TASK PROMPT » All entries below are to be set down again exactly as given.

Point-per-instance localization data:
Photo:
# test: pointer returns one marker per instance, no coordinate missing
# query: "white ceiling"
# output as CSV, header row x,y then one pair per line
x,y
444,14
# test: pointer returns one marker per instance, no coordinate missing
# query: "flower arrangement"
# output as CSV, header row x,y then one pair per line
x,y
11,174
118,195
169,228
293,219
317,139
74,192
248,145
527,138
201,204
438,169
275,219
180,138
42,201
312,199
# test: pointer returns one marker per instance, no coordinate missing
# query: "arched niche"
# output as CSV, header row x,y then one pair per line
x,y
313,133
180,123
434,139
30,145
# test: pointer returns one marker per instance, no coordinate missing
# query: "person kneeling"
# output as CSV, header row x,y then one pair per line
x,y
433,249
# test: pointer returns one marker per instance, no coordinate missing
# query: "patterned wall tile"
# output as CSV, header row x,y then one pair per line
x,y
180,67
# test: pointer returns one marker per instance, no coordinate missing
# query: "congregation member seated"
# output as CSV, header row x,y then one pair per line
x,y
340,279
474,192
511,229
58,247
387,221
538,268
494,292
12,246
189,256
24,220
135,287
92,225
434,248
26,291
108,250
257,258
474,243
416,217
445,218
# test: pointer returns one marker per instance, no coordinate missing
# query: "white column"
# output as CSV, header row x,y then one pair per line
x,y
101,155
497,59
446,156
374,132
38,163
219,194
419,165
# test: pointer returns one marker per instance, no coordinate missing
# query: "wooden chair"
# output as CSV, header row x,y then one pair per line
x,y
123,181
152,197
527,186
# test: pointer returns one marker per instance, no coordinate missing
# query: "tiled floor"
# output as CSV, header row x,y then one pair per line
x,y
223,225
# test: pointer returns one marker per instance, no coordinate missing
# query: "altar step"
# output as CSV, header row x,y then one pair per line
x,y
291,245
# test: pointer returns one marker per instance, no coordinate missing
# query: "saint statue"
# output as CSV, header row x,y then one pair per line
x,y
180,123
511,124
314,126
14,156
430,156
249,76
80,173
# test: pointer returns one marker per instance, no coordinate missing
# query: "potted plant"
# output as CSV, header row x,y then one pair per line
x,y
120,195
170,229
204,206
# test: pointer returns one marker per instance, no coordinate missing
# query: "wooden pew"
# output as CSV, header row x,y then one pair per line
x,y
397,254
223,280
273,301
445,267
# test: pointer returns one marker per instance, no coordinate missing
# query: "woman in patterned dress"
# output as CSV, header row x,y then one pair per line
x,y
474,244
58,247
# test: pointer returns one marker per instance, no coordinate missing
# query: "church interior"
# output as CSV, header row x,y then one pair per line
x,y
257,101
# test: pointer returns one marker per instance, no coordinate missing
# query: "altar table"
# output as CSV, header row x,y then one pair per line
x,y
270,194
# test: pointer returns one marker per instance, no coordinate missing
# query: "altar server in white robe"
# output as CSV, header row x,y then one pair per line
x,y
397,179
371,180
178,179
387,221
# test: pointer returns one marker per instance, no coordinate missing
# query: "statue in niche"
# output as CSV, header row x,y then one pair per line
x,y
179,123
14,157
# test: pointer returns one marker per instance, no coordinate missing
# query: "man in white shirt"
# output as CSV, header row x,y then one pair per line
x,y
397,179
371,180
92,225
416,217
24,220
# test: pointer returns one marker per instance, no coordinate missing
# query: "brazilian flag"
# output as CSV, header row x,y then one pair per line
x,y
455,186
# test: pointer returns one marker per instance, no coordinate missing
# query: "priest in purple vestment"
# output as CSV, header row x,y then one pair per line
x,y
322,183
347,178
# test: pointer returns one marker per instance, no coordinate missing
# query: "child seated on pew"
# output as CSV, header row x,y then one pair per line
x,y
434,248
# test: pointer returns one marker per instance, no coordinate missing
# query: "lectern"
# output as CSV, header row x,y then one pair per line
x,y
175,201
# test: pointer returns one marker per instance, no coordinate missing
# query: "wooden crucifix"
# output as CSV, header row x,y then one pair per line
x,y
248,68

ANSWER SPACE »
Photo:
# test: pointer returns one marker per instance, no coordinate missing
# query: "white ceiling"
# output as CSV, header row x,y then one pair per line
x,y
444,14
# test: pointer returns one marker per instance, no coordinate missing
# query: "flower arrangement"
# output as CSV, header row x,y then one pair per line
x,y
11,174
118,195
169,228
293,219
317,139
74,192
248,145
527,138
201,204
438,169
275,219
180,138
42,201
312,199
# test: pointer returns one marker per instance, no coordinate missing
# query: "arched niche"
# output as CSV, header row x,y then one pair per line
x,y
313,133
180,123
434,139
30,145
# test: pointer returns one marker per instance, no coordinate missing
# query: "person kneeling"
# output as CSV, header row x,y then one pair per line
x,y
433,249
# test: pointer returns one marker per instance, no coordinate missing
# query: "patterned wall tile"
# output as CSV, header row x,y then one pair per line
x,y
180,67
# test: pointer returns one marker per instance, no coordinate missing
# query: "congregation member seated"
# output as CSV, header row x,y then one pair per line
x,y
340,279
474,192
511,229
58,247
387,221
538,268
494,292
12,246
189,256
24,220
135,287
92,225
434,248
26,291
108,250
257,258
474,243
416,217
445,218
# test: pointer returns one marker per instance, no coordinate missing
# query: "white column"
# output as CSV, header row x,y then one pair per line
x,y
101,155
497,59
446,156
374,132
38,163
219,194
419,165
# test: pointer returns one marker per instance, no coordinate missing
# query: "wooden chair"
# output as CSV, header row x,y then one pair per line
x,y
123,181
152,197
527,186
# test: pointer returns one marker per instance, no coordinate missing
# query: "tiled floor"
# output as CSV, header row x,y then one pair per line
x,y
223,225
# test: pointer returns one marker per instance, no coordinate missing
# query: "altar step"
# output as CSV, header row x,y then one pair per line
x,y
291,245
# test: pointer returns one marker per instance, no coordinate missing
# query: "saint statue"
# output as CSV, header row x,y then one pair per line
x,y
180,123
511,124
314,126
14,156
430,156
249,76
80,173
# test: pointer returns one marker per instance, no coordinate missing
# query: "potted plant"
# output as CSV, header row x,y then one pair per line
x,y
120,195
170,229
204,206
# test: pointer returns one marker per instance, no coordinate missing
# query: "wooden pew"
# output as CSV, header row x,y then one pair per line
x,y
397,254
223,280
273,301
445,267
# test: pointer returns one marker per instance, no coordinate missing
# query: "woman in patterned dress"
# output as CSV, header row x,y then one pair per line
x,y
474,244
58,247
# test: pointer returns one marker per instance, no coordinate missing
# query: "church interior"
# output as CSV, header row x,y then one pair per line
x,y
257,101
# test: pointer returns one marker per instance, no coordinate missing
# query: "altar table"
# output as CSV, header row x,y then one pair per line
x,y
270,194
# test: pointer returns one marker per instance, no coordinate missing
# query: "altar server in white robe"
# output as CSV, header row x,y then one pair per line
x,y
397,179
371,180
178,179
387,221
# test: pointer returns one marker per instance, no coordinate missing
# query: "statue in niche"
# output as CSV, header row x,y then one pair per line
x,y
179,123
14,157
# test: pointer returns one marker per instance, no coordinate missing
# query: "man in white shirt"
# output as CSV, header row x,y then one pair per line
x,y
397,179
371,180
92,225
416,217
24,220
# test: pointer returns one marker per instance, no coordinate missing
# query: "brazilian flag"
# output as CSV, header row x,y then one pair per line
x,y
455,186
# test: pointer returns one marker per instance, no coordinate missing
# query: "priest in purple vestment"
# output as CSV, header row x,y then one pair per line
x,y
322,183
347,178
# test: pointer returns one marker per instance, no coordinate missing
# query: "child seated on pew"
# output as CSV, header row x,y then one pair per line
x,y
434,248
# test: pointer returns one marker per instance, no coordinate missing
# query: "lectern"
# output as CSV, header row x,y then one pair per line
x,y
175,201
# test: pointer returns one marker per instance, no coordinate missing
# query: "wooden crucifix"
# output as CSV, header row x,y then one pair per line
x,y
248,68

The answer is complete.